Begin DOCUMENT SECTION
Describing the earthquake on March 27, 1964, the biggest quake ever recorded in North America, and it's after effects, this is a story about terrible devastation. But it's also a story about hope. The earthquake events are embedded in the history of science at the time, and how our understanding of plate tectonics changed. In fact, this quake is responsible for much of that change, as scientists like geologist George Plafker measured the shifts to try to understand how and why the disaster had occurred. The story isn't all about destruction, but about learning and rebuilding, and the will to go on. New homes were made, relief was sent, and people poured in to help. The forces of nature are ruthless and indifferent, but the human spirit is made of stronger stuff. There's a great deal of personal, detailed accounts of the people who lived near the faults, and the sheer overwhelming results of so much land shifting around (and then water). It's terrifyingly sobering, to think of how small we are, and yet fascinating, perhaps because it's true.

Unfortunately I was unable to read this book - my Nook kept freezing every time I tried to open this book.

It was well written and I enjoyed what I read. I'd never heard of this Earthquake before, so I had fun reading about it. But I felt like the book would wander a bit too often for my taste. If it were wandering through the time period and explaining the way things worked to us, I would have accepted it. Instead, it meandered through the lives of different people in a way that felt disconnected to me, like a conversion that keeps getting derailed. I still enjoyed reading it though. It was well-written like I said, detailed, and painstakingly researched to provide a window into a time and a disaster that few know about.

What a fantastic story! Not about the science of the event but the human drama before and after. This book will not only allow you to re-live the events of the past but will make you aware that "another" is coming and we all wonder when. Great read!

It was an entertaining read, I was expecting something more theoretical, so I was very surprised to see that in fact was a chronological exposition of the events explaining how the people that was living there got over after the earthquake that destroyed almost everything in Alaska.
End DOCUMENT SECTION
▶ STATED EXERCISE
Reproduce the passage of the earthquake book reviews that opens with the words containing "What a fantastic" and closes with "when. Great read!". The rows come from a separate source.
Begin RECORDS SUPPLIED
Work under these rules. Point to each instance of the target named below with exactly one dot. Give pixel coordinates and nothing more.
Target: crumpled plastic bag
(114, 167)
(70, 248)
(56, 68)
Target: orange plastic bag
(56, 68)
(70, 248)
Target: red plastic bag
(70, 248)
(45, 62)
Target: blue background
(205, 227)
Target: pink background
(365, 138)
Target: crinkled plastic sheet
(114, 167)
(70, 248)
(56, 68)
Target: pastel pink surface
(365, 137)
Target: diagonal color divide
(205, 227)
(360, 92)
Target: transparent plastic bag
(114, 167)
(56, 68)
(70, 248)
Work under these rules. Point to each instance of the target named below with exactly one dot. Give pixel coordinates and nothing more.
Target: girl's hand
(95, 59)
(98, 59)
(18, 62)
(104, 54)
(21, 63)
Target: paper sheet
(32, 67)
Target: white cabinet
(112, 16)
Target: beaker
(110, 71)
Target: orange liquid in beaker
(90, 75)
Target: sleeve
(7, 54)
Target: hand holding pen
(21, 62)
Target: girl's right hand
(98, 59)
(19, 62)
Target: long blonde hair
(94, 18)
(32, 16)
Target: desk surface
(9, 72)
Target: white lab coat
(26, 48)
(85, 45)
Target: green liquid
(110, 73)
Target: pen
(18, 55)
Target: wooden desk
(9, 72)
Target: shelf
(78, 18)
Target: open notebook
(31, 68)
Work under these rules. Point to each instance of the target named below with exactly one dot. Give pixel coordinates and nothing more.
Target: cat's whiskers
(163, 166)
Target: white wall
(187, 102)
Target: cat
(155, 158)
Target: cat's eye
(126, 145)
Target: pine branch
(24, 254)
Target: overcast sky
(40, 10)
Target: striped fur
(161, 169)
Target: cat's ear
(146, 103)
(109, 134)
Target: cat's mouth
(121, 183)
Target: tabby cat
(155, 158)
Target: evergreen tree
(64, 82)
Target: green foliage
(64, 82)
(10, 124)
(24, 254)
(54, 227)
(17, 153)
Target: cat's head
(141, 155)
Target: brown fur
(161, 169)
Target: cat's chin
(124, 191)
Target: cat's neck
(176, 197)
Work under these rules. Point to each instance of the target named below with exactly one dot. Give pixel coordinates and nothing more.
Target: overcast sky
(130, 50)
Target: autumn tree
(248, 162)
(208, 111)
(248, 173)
End RECORDS SUPPLIED
▶ CORRECT RESPONSE
What a fantastic story! Not about the science of the event but the human drama before and after. This book will not only allow you to re-live the events of the past but will make you aware that "another" is coming and we all wonder when. Great read!